Set down, without alteration, the lines from the one that contains "Each instance of the wooden" through the final line of the material below.
--- start ---
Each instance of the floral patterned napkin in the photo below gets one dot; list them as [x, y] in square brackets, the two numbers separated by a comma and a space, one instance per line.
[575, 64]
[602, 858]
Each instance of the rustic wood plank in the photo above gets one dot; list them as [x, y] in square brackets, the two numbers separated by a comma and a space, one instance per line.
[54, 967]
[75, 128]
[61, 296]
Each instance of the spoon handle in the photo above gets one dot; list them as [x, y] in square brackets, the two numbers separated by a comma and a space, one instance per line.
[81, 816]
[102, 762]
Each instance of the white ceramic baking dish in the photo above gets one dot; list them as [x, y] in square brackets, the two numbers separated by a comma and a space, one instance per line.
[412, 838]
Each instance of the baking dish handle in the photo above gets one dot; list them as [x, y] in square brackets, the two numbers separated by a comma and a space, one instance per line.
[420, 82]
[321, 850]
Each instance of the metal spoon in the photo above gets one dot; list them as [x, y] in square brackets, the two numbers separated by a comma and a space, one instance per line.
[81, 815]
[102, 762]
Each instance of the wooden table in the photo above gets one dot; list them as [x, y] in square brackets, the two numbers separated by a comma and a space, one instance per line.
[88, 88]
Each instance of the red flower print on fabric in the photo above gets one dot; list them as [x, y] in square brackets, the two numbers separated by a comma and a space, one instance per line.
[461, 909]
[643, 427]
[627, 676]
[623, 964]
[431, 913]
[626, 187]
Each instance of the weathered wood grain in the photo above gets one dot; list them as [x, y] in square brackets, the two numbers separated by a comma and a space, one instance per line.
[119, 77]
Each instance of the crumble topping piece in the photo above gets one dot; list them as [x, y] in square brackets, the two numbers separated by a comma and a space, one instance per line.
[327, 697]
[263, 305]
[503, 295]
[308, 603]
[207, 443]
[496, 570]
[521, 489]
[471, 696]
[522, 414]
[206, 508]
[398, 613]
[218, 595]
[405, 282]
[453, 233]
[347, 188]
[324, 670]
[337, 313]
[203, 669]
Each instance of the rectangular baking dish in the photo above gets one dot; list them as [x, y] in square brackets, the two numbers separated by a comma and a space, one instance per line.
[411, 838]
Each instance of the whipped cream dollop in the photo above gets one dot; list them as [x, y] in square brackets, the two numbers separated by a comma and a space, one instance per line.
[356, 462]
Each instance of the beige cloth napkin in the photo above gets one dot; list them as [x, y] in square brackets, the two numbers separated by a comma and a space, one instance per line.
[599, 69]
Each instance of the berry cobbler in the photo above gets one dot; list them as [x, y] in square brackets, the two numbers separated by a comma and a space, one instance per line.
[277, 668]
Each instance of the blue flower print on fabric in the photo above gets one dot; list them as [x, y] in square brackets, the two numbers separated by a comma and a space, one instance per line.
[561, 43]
--- end ---
▸ **Result for this task**
Each instance of the wooden table in the photo above gets one dot; list them as [x, y] in square brackets, the two numbers separated by a comma and a space, one instance per line.
[88, 88]
Each instance of the red flower print on fabric in the photo above gets one dot; list them as [x, y] in square brackets, the two numbers separated by a comma and a space, one instance per line.
[461, 909]
[643, 427]
[627, 676]
[623, 964]
[431, 913]
[626, 187]
Each instance of the weathered wood grain in the photo above gets one dot; list them as [x, y] in square brackets, the two numbers separated by a comma and a space, one instance per line.
[119, 77]
Each instance of the crumble topping piece in the photo above gets one dot; list them as [x, y] in square brackets, the two numbers separated by a comma and a space, one instance per line.
[327, 697]
[263, 305]
[503, 295]
[308, 603]
[207, 443]
[496, 570]
[521, 489]
[471, 696]
[522, 414]
[206, 508]
[398, 613]
[218, 595]
[405, 282]
[453, 233]
[347, 188]
[324, 670]
[337, 313]
[203, 669]
Each instance of the rectangular baking dish in the photo above gets one dot; list them as [x, y] in square brackets, the two numbers separated by a comma and a space, one instance per line.
[411, 838]
Each instance of the whipped cream dollop in the photo above gets one dot; list them as [x, y] in square brackets, the two numbers separated by a comma and a space, one instance per line.
[356, 462]
Each instance of the beige cloth napkin in the photo above gets one dot; list them as [x, y] in square brackets, the two numbers separated by a comma and a space, one instance per line.
[599, 69]
Each instance of the berry cobbler in the photo above gets one dot; list them as [x, y] in square brackets, the two numbers separated by a comma and a space, one instance per line.
[277, 668]
Each instance of the blue flower print on fabric in the photo above gets one dot; list them as [x, y] in square brackets, the two numbers separated by a comma and a space, one instance per line.
[561, 43]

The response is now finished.